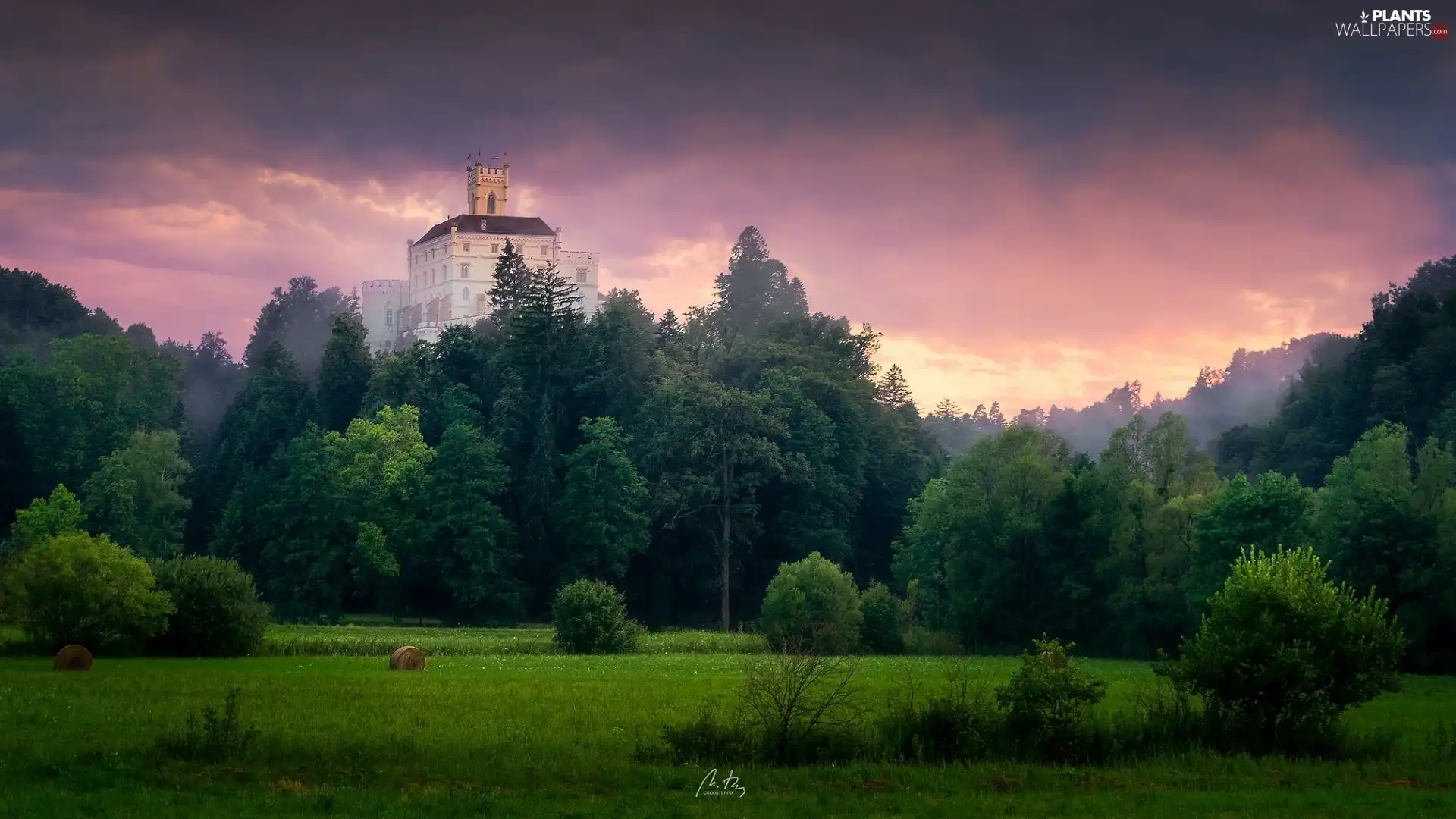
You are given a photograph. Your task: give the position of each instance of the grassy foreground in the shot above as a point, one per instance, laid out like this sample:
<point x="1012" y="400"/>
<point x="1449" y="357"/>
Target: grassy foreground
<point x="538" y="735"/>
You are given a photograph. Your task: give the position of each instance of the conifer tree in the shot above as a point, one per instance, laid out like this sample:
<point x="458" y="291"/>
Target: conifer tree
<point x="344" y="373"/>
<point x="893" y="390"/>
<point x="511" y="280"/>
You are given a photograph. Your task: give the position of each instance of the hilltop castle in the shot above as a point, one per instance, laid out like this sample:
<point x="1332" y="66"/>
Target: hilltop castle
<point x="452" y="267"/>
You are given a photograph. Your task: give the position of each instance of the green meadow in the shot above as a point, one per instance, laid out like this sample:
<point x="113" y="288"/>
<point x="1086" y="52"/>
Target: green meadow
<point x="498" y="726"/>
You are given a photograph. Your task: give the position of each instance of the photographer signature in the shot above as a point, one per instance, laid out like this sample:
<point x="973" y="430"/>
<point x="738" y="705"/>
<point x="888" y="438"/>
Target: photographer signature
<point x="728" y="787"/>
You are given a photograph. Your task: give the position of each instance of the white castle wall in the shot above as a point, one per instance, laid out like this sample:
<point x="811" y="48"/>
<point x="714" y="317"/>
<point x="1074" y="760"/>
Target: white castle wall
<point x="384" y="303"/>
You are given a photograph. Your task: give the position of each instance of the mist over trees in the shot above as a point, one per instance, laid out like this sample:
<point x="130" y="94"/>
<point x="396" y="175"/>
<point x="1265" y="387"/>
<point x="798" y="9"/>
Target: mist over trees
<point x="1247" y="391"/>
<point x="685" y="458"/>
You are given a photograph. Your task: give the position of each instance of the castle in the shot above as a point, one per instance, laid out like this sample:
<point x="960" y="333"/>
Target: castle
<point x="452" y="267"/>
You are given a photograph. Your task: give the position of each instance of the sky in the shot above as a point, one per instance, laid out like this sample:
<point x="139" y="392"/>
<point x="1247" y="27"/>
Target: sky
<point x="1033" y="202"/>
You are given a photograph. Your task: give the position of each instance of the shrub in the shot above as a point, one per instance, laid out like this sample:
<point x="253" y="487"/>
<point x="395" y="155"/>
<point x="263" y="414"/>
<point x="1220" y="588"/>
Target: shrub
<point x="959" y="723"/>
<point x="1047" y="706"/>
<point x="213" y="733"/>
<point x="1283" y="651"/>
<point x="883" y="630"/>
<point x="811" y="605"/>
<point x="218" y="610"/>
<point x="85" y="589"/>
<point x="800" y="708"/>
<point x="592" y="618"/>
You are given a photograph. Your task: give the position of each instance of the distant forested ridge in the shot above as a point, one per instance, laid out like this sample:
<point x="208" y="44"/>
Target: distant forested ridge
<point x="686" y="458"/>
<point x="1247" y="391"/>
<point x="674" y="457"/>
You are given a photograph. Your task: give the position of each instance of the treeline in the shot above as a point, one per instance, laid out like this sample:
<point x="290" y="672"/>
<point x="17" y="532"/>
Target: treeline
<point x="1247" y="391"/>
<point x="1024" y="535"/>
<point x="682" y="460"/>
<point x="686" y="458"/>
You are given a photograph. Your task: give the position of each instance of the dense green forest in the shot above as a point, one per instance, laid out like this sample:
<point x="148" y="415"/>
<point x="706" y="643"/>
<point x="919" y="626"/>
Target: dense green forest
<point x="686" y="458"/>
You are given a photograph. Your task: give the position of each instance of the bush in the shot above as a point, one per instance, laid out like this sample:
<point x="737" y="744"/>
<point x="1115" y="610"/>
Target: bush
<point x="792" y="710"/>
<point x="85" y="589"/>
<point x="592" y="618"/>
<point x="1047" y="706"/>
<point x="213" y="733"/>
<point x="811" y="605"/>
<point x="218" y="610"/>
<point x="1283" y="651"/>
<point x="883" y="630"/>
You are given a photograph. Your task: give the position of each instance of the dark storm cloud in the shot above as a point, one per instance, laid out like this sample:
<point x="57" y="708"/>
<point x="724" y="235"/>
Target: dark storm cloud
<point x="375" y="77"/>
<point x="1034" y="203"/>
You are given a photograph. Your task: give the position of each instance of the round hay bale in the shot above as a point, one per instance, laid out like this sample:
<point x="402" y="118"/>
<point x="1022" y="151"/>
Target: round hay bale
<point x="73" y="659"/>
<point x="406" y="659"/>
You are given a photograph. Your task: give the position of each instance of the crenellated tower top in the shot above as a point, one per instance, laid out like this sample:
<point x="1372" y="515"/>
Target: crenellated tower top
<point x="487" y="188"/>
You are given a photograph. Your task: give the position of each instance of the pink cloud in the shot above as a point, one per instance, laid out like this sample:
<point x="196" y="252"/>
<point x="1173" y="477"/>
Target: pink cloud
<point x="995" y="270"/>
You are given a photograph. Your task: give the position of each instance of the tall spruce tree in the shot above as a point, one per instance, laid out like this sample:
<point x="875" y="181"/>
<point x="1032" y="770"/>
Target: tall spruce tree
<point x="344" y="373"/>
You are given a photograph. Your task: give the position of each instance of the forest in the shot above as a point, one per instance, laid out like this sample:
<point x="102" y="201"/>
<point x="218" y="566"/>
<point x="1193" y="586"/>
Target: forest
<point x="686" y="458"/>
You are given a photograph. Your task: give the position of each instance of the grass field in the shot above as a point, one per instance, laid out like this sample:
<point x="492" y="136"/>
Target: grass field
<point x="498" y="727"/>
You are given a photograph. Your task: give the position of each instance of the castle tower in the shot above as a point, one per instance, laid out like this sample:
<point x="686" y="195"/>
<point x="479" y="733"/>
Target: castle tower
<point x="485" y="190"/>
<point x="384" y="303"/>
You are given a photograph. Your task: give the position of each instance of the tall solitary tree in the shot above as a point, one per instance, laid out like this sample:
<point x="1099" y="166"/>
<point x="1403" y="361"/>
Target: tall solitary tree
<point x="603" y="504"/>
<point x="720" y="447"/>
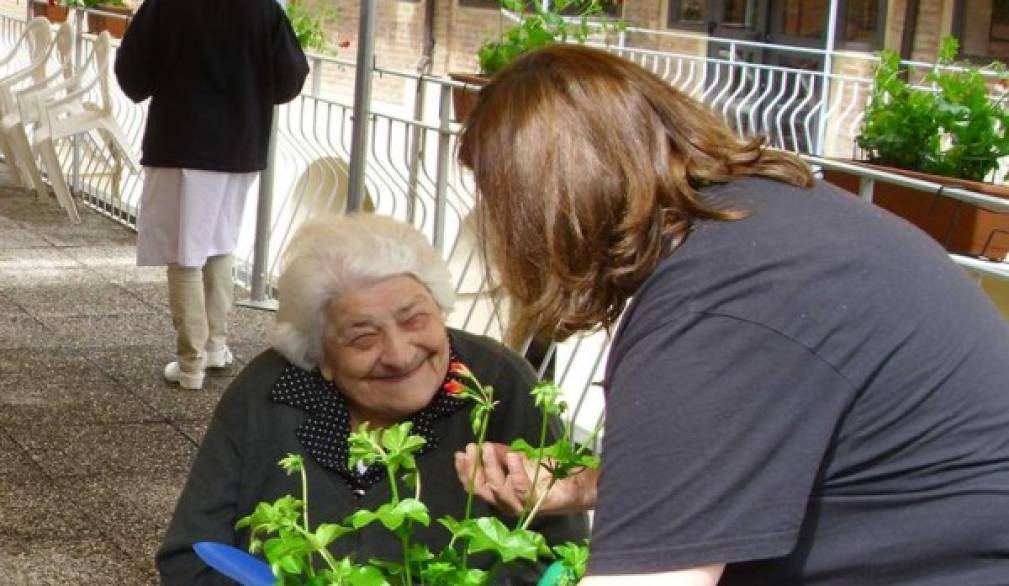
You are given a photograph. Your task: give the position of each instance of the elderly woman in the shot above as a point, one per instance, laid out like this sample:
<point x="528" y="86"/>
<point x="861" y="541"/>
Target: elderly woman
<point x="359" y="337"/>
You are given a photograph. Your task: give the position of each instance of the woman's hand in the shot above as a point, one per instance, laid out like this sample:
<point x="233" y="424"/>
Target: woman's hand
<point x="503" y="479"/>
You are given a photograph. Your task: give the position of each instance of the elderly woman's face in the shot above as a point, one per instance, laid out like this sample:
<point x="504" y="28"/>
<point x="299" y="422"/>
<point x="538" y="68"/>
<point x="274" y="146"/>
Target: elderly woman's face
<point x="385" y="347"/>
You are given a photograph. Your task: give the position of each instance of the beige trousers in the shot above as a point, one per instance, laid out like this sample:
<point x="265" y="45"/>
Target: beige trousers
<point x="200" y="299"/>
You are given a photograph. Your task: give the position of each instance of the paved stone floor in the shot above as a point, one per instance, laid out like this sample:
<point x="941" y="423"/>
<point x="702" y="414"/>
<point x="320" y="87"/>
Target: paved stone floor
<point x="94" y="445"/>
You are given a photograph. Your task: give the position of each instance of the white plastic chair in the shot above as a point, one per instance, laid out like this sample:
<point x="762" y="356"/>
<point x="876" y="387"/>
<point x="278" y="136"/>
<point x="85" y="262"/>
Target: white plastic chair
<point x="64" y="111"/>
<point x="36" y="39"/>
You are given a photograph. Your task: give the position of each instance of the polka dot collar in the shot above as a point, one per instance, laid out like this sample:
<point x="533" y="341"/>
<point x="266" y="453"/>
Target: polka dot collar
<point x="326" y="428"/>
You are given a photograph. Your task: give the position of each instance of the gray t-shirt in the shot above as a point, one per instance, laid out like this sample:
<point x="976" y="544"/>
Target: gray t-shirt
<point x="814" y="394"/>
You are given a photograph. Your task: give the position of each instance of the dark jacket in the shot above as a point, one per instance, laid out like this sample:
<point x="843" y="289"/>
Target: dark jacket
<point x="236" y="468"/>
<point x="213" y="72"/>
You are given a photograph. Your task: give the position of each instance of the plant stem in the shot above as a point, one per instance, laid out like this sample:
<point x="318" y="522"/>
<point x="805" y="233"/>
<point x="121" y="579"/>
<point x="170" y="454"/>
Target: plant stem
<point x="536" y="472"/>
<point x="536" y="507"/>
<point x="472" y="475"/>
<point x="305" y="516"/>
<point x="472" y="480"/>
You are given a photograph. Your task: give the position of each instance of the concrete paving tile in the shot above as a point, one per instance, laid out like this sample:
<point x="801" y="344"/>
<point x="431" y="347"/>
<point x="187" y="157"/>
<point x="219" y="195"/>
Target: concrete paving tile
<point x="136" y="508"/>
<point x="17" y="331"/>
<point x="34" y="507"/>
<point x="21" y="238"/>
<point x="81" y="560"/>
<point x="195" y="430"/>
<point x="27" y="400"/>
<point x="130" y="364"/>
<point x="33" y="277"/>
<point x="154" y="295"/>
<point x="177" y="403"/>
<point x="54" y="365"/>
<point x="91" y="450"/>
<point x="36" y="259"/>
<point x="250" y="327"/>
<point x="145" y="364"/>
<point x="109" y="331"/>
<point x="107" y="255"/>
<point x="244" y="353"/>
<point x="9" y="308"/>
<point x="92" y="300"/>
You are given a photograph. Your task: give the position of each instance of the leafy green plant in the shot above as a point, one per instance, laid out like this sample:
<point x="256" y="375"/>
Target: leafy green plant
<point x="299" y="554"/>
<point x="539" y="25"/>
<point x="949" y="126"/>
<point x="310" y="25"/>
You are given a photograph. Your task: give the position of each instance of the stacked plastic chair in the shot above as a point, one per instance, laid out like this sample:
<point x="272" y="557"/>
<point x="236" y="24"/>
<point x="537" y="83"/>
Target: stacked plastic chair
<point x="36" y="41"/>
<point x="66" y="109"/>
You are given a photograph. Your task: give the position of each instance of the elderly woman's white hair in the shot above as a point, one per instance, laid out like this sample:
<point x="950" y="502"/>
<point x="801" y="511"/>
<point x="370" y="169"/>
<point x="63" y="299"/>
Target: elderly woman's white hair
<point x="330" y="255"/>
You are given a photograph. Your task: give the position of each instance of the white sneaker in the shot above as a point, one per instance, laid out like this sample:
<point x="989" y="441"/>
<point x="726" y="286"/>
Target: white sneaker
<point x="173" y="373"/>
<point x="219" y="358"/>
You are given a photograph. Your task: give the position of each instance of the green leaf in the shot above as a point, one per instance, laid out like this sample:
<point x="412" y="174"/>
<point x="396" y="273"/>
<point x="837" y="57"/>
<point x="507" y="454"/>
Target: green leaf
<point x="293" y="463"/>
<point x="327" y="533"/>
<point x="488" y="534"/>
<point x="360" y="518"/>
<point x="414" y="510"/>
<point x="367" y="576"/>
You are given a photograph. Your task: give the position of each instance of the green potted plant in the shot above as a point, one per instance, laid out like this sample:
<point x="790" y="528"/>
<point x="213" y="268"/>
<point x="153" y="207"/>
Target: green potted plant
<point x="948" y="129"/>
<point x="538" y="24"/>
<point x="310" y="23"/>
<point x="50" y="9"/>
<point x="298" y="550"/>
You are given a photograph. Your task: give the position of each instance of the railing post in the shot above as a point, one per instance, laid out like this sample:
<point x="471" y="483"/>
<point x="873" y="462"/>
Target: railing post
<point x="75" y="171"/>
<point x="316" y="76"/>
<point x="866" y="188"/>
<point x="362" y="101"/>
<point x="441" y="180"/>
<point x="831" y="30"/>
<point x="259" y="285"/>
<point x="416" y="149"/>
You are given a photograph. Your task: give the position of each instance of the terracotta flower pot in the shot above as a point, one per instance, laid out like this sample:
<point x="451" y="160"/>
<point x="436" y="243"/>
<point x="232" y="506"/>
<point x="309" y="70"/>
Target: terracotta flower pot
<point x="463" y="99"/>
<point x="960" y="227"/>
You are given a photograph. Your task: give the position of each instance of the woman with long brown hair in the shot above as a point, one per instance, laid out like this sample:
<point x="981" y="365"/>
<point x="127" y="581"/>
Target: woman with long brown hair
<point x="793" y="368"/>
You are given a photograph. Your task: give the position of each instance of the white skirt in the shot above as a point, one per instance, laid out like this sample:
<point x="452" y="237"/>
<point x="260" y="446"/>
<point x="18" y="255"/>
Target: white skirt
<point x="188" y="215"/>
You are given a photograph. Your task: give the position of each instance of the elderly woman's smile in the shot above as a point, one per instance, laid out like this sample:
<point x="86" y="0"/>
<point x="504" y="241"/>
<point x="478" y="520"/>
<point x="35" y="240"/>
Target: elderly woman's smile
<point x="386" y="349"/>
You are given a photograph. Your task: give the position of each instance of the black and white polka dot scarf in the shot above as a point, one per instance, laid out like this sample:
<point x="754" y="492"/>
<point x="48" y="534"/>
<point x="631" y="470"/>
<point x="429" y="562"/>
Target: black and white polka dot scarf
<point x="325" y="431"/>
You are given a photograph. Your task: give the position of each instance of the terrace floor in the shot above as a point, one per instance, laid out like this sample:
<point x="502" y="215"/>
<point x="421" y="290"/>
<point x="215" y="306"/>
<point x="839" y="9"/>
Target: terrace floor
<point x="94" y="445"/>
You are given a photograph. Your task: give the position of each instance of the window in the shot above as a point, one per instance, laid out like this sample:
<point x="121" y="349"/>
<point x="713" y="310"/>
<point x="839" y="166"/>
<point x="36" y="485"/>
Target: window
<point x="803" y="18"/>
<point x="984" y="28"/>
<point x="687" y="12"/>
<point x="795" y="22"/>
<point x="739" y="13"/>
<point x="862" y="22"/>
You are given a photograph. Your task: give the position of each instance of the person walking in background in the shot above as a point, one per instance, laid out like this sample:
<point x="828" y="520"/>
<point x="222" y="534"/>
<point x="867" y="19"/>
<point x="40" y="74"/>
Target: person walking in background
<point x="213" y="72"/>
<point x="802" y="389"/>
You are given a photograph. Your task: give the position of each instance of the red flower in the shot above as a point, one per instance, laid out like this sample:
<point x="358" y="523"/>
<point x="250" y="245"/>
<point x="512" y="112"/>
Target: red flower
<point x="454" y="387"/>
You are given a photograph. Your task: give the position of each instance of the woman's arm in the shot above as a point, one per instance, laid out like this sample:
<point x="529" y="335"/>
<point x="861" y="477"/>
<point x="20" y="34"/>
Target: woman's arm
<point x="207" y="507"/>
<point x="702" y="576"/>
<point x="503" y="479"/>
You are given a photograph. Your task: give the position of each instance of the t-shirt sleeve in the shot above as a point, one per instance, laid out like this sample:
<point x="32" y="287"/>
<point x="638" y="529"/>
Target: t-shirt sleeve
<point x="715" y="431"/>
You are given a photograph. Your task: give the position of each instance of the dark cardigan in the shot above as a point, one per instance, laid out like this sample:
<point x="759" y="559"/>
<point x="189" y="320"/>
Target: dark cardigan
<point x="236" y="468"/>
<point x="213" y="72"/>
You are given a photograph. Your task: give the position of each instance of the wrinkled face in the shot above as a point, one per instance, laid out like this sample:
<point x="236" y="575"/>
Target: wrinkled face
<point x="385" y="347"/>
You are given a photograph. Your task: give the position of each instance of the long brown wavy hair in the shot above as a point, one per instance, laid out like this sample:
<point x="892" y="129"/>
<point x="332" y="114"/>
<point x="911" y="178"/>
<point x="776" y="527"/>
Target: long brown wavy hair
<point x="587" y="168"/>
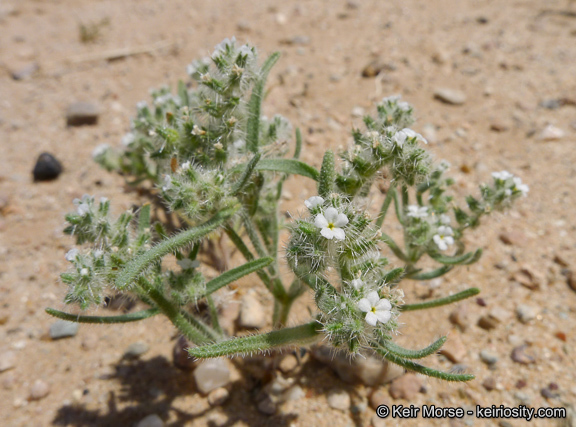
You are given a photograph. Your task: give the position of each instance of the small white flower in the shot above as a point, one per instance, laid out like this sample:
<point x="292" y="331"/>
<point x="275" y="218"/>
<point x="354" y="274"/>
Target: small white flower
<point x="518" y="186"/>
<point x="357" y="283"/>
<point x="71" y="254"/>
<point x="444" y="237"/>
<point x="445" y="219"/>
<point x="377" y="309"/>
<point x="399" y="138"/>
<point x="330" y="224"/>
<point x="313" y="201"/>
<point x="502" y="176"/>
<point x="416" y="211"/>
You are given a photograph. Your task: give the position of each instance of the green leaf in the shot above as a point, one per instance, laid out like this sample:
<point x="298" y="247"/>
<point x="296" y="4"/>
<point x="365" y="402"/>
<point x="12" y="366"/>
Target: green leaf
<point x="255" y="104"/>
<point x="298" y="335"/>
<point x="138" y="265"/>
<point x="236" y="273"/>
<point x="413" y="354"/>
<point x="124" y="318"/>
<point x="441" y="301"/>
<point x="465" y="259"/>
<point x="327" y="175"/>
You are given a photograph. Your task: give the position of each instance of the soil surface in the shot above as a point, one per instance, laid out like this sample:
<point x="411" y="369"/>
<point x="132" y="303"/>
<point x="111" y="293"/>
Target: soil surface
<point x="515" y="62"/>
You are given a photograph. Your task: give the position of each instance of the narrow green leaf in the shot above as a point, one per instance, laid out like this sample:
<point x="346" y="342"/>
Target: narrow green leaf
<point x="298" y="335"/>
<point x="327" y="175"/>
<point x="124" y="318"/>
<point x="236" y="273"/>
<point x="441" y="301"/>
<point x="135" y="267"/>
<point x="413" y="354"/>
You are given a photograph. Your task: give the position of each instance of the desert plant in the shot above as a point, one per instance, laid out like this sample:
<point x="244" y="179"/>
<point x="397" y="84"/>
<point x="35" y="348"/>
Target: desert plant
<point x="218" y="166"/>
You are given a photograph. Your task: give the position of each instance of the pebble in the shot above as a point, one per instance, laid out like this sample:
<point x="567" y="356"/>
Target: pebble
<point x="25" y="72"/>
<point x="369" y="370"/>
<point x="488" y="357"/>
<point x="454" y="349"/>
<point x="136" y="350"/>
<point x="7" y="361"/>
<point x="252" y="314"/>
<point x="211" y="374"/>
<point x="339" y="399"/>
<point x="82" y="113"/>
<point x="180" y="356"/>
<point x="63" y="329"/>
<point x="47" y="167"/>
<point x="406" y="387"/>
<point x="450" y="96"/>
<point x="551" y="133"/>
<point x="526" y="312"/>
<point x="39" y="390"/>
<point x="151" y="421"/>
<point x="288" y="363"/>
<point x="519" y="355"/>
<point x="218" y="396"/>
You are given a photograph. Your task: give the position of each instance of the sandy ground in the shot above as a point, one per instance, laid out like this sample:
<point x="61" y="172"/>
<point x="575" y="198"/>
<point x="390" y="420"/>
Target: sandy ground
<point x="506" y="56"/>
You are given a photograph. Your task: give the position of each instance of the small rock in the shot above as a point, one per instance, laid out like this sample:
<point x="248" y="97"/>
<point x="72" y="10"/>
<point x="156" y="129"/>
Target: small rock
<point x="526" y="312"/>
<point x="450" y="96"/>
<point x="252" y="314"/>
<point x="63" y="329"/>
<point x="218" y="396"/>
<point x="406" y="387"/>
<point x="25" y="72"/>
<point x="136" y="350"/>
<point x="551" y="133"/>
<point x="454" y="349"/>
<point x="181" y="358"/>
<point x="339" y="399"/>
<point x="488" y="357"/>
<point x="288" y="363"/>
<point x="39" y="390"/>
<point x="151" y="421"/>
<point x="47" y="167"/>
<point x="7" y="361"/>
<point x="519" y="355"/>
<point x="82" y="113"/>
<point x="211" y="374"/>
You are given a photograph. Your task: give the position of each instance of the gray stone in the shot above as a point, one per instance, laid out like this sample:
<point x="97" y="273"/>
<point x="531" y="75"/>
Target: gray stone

--*--

Return exactly, and only, the lines above starting at the line that contains "the red flower" and ending at the line that contains "of the t-shirt".

You are given a photograph. Your task: give the position of each instance of the red flower in the shot above as a point, one per instance, laid out like this sample:
<point x="358" y="523"/>
<point x="250" y="245"/>
<point x="512" y="112"/>
Target: red flower
<point x="454" y="387"/>
You are given a photograph. Your task: give the position of each instance of the woman's arm in the shot above as a point, one per instance, laid out like this sample:
<point x="529" y="335"/>
<point x="861" y="477"/>
<point x="20" y="34"/>
Target: woman's arm
<point x="207" y="507"/>
<point x="702" y="576"/>
<point x="503" y="479"/>
You are given a photograph. Your task: give the position of each instance of the t-shirt sleeve in the shot above as a point, one per instance, laid out like this sample:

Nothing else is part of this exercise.